**Goal:**
Rewrite the data below, from the line that contains "For the evaluation set, locate every instance of the white" through the line that contains "x=107 y=600", swapping "stone paving tile" for "stone floor tile" and keeping everything else the same.

+++

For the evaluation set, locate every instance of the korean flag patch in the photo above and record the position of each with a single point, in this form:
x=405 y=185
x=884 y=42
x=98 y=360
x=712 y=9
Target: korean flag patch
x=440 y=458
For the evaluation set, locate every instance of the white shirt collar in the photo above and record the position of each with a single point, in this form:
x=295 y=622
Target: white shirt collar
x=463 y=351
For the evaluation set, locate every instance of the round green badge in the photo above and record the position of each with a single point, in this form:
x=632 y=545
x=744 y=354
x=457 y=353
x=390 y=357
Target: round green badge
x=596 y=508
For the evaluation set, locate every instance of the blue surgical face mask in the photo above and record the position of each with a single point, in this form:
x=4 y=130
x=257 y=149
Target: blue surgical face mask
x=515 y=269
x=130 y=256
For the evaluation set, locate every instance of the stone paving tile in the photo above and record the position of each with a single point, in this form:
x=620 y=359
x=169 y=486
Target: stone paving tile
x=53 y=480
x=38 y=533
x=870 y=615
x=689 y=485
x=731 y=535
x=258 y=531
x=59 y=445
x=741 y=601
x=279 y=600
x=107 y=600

+++

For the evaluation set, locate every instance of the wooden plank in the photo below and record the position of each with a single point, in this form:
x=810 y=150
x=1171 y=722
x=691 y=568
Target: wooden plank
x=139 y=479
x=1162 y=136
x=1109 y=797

+++

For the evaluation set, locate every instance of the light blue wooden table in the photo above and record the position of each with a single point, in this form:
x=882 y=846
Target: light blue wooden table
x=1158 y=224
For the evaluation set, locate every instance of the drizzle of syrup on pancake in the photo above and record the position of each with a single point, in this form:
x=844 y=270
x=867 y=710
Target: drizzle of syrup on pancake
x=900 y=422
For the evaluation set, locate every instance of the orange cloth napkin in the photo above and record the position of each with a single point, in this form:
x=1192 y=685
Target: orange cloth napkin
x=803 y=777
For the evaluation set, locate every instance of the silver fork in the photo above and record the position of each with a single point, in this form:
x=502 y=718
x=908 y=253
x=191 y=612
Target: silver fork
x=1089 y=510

+++

**Result for this task:**
For the evaluation set, locate every instance of the white shirt collar in the photo above and record the position of each with a single point, in this form:
x=295 y=622
Target: white shirt collar
x=463 y=351
For the evaluation set, locate every instance of the round green badge in the photo above and record the position of each with a single point, in this form:
x=632 y=545
x=744 y=354
x=457 y=353
x=390 y=357
Target: round green badge
x=596 y=508
For the evaluation set, locate every instance of the blue surgical face mask in the photo above and record the position of each with a single point, in this form:
x=4 y=130
x=257 y=149
Target: blue surgical face mask
x=515 y=269
x=130 y=256
For the evaluation set, locate every instance of the stone floor tile in the photo above and record the position of each with a single point, in this form:
x=620 y=359
x=169 y=486
Target: stone floor tile
x=53 y=480
x=38 y=533
x=870 y=615
x=689 y=485
x=731 y=535
x=258 y=531
x=59 y=445
x=741 y=601
x=279 y=600
x=107 y=600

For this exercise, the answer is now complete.